===== RECORD SET =====

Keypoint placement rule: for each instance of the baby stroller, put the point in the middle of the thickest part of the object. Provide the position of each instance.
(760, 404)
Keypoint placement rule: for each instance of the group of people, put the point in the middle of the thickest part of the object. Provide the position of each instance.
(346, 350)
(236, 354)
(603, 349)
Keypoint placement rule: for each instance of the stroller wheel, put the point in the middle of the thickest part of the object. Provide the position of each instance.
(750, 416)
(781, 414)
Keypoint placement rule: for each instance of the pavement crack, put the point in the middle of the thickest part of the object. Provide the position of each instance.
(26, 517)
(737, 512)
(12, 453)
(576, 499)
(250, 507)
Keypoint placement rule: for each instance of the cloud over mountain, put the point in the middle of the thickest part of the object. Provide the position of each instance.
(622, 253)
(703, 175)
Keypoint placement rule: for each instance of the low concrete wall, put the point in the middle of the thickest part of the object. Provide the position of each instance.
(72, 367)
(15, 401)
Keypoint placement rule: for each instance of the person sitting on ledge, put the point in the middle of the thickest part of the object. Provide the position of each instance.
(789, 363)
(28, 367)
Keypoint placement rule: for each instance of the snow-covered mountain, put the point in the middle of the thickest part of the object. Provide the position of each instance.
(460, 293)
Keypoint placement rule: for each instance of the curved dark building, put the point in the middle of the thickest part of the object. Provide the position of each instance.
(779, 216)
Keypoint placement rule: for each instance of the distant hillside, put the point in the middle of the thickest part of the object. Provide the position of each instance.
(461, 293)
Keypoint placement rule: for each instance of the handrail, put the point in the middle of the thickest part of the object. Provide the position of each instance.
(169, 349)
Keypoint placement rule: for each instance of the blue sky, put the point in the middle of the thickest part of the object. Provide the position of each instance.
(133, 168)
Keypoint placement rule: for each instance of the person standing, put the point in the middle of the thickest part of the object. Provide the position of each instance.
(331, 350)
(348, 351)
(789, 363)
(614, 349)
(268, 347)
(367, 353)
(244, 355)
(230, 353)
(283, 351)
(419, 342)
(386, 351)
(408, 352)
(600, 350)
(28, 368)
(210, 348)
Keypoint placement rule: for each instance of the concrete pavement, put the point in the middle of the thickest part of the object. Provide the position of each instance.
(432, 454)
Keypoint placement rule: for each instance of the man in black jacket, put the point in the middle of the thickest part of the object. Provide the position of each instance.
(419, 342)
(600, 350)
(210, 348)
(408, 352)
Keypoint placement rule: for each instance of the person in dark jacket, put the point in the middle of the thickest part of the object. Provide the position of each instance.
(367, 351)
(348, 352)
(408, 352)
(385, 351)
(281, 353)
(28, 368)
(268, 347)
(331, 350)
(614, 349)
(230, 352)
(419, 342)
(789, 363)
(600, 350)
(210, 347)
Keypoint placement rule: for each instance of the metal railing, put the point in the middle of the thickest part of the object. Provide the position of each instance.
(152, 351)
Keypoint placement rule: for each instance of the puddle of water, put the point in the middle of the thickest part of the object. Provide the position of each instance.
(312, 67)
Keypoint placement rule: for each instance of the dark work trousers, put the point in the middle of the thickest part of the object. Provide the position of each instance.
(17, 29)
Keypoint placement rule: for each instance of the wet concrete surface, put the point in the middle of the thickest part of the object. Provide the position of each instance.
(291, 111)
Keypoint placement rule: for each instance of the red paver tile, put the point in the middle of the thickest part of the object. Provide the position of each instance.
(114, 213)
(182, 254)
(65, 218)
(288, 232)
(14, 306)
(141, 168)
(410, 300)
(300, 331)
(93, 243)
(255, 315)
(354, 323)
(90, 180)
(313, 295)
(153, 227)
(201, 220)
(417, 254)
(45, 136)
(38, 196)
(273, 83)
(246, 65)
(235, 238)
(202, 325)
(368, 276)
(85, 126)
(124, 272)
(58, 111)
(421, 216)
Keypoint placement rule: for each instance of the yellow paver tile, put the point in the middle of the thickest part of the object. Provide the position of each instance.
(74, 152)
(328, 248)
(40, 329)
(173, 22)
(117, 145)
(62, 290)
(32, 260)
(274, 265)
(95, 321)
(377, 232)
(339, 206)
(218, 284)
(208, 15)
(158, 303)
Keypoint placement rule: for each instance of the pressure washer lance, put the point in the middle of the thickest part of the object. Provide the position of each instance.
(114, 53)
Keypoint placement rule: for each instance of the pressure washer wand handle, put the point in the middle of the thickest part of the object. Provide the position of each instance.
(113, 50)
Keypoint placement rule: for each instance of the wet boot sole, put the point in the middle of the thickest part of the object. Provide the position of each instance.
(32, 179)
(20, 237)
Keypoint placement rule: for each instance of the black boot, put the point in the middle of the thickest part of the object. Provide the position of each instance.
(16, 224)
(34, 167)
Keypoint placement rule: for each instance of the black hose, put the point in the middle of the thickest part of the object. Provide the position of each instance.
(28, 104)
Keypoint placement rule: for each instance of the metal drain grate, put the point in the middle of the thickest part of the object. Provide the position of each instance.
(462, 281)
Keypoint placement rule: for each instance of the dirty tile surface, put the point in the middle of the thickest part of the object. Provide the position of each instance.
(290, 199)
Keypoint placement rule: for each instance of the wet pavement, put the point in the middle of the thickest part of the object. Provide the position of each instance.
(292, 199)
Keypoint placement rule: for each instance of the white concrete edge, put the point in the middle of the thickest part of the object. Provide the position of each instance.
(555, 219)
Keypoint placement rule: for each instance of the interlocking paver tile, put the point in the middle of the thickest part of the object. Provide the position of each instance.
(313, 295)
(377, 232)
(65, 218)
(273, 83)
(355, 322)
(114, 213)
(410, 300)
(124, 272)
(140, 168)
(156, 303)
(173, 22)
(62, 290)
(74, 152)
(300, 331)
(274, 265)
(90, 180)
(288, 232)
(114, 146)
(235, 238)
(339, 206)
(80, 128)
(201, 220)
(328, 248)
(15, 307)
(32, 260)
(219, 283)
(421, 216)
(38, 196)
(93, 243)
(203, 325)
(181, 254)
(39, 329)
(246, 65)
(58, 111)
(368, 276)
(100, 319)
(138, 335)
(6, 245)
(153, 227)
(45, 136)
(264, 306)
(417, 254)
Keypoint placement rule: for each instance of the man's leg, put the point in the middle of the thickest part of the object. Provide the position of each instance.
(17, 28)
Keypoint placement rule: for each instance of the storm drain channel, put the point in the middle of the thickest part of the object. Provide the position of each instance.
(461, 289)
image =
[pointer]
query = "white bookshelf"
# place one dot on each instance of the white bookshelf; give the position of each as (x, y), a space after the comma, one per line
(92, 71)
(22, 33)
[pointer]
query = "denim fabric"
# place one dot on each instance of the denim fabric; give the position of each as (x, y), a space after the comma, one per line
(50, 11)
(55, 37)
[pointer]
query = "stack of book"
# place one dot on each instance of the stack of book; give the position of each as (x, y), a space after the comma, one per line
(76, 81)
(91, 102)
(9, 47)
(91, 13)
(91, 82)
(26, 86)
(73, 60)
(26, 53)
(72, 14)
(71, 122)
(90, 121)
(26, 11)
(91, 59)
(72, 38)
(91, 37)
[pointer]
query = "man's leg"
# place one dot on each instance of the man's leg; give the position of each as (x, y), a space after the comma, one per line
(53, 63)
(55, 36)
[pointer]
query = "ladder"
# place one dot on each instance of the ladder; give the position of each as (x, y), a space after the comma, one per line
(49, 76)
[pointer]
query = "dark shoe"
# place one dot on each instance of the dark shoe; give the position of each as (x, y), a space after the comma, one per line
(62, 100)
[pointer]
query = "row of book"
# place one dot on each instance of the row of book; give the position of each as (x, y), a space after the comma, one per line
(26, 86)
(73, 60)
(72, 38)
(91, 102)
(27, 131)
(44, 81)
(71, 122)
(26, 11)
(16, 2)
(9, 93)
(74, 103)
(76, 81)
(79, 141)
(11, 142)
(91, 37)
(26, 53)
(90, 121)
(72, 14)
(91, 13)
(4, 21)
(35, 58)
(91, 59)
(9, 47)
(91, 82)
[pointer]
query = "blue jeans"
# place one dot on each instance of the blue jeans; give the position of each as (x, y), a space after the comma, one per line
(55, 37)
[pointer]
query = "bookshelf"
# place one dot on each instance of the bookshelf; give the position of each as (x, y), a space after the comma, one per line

=====

▸ **YOUR ASSIGNMENT**
Scan the listing for the word "query". Copy every line in which it appears.

▸ **TASK RESULT**
query = "white bookshelf"
query = "denim fabric"
query = "stack of book"
query = "man's leg"
query = "ladder"
query = "dark shoe"
query = "row of book"
query = "blue jeans"
query = "bookshelf"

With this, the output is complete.